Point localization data
# # # # # # #

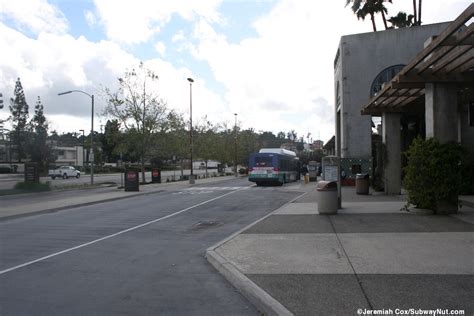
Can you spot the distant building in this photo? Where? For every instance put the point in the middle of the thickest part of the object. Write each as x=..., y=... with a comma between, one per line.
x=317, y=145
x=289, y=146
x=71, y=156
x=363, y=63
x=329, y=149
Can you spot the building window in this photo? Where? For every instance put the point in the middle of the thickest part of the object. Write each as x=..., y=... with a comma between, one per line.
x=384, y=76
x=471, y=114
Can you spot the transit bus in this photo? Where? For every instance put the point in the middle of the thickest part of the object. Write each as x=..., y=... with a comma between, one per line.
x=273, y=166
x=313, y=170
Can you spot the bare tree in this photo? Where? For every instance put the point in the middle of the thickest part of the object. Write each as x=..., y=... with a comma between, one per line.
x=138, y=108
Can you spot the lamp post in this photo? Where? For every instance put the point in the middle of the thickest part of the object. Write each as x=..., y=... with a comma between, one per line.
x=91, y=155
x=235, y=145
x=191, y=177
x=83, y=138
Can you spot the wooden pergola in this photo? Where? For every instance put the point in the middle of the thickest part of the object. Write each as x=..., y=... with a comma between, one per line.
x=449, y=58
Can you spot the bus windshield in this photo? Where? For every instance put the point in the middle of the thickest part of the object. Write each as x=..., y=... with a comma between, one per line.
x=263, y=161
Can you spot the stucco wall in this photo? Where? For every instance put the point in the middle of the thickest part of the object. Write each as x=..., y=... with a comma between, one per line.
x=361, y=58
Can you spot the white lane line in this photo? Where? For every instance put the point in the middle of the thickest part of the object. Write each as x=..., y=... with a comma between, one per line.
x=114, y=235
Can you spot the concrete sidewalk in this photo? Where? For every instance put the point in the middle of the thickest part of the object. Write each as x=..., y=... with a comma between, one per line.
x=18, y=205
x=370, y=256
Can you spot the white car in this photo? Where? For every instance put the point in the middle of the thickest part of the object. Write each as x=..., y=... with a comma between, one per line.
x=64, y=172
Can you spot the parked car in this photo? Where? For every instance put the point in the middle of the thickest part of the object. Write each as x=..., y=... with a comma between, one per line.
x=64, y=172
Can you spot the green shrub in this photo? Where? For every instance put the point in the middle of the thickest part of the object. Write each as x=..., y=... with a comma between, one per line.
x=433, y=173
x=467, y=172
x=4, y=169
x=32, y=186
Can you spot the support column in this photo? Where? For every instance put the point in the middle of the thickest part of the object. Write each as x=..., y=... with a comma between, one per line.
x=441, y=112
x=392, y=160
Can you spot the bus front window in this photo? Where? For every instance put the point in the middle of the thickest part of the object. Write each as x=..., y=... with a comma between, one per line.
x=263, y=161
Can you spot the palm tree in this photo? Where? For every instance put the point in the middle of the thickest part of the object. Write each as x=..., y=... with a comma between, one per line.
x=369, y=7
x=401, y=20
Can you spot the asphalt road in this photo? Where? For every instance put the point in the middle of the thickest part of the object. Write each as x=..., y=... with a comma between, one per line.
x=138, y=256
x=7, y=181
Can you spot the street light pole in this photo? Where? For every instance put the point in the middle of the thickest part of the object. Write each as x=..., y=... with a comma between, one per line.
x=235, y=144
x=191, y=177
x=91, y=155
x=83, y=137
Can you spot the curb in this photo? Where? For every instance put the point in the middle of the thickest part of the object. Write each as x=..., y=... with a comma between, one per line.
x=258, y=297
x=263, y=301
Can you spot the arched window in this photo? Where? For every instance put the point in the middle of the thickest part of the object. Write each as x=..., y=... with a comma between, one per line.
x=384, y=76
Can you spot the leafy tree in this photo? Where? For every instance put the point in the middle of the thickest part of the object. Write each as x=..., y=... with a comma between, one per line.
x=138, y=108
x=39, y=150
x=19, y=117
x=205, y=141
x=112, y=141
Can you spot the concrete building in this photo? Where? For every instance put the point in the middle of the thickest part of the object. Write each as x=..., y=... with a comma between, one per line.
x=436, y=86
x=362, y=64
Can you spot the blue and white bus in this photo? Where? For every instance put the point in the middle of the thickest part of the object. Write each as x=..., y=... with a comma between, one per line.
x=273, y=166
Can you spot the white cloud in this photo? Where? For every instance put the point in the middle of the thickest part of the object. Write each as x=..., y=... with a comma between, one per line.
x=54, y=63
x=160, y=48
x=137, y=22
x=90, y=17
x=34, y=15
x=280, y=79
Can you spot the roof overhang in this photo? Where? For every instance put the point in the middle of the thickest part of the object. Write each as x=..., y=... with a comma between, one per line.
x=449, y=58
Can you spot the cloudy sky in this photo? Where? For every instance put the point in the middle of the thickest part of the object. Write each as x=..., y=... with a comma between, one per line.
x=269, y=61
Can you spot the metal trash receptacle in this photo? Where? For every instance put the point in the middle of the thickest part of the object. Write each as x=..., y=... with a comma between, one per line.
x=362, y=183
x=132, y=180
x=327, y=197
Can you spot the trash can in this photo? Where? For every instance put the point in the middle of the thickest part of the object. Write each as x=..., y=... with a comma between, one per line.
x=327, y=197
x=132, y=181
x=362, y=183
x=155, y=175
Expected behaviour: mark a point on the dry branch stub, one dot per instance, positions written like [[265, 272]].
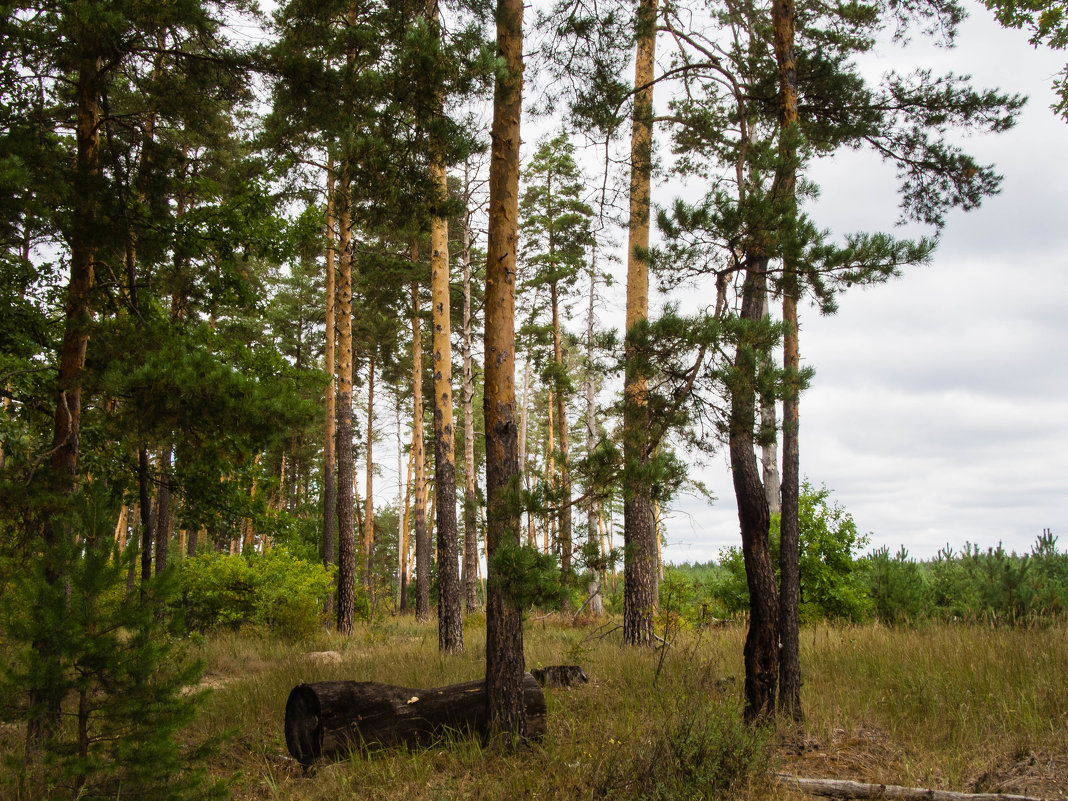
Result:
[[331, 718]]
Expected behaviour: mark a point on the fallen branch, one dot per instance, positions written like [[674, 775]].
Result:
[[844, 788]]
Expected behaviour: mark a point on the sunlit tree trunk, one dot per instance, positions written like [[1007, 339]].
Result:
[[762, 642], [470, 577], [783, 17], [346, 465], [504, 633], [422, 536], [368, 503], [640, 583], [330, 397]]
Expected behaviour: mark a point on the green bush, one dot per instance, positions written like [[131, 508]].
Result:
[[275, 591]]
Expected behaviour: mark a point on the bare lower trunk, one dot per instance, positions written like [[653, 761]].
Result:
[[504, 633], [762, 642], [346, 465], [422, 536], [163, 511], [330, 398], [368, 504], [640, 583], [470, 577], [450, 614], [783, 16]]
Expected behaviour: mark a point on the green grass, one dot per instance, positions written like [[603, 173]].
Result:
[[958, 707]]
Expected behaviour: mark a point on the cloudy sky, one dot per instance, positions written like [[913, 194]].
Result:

# # # # # # #

### EXERCISE INSTRUCTIONS
Counting only lines that hold "branch", report how many there are in the records above, as a bare number.

### SOLUTION FOR THIS TASK
2